━━━ THE RECORDS ━━━

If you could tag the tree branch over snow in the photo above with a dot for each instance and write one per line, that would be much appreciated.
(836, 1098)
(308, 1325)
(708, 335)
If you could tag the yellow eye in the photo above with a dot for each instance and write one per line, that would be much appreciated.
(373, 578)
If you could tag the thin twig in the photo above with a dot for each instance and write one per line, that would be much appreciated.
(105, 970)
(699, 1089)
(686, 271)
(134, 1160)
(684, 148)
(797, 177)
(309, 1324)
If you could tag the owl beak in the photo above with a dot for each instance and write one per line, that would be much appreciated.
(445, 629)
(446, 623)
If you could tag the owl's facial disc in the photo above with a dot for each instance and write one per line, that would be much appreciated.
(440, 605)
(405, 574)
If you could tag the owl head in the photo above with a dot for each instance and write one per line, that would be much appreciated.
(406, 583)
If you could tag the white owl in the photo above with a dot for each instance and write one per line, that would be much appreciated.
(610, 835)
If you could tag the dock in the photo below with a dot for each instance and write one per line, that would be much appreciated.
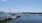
(9, 18)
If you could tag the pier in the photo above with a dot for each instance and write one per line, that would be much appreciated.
(9, 18)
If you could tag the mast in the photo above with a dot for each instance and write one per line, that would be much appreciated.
(9, 10)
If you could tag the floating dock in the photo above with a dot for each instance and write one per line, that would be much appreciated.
(9, 18)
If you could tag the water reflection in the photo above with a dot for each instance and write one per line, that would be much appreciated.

━━━

= TRY IT =
Set down all of the material above exactly as written, leaving the pictures out.

= REPLY TO THE EXERCISE =
If you could tag the tree branch over snow in the photo above with a dot for each instance and write one per line, that would be much appreciated.
(836, 1098)
(308, 1325)
(708, 335)
If you could tag the yellow eye in the photo above with a dot for each instance and write one per line, that would be much appreciated.
(373, 578)
If you could tag the thin twig in the photo above with a dot for each instance and write one per line, that would be much appreciated.
(105, 970)
(699, 1089)
(686, 271)
(134, 1160)
(684, 148)
(797, 177)
(309, 1324)
If you could tag the owl beak in the photo above with a dot for each instance and write one per line, that would be much appreciated.
(445, 629)
(446, 623)
If you could tag the owl's facial disc in the photo above with a dot for each instance and write one per line, that would be much appreciated.
(440, 605)
(405, 574)
If you could tag the owl head in the photo above with a dot for each instance and write one per line, that would be much appreciated.
(406, 583)
If you could tag the white owl in the photo above with a dot for each instance and write one per line, that would be much appreciated.
(610, 835)
If you could tag the dock in the photo below with a dot for each instance and write one per line, that would be much appreciated.
(9, 18)
If you could tag the pier in the photo above with a dot for each instance and write one per line, that would be much appreciated.
(9, 18)
If you could tag the mast in the photo above with a dot for each instance and write one per line, that would be much appreciated.
(9, 10)
If you could tag the floating dock in the photo above with a dot for each instance and write one per line, that would be much appreciated.
(9, 18)
If you could tag the water reflection in the photo above with a dot for each instance and write one per line, that would be much appreciated.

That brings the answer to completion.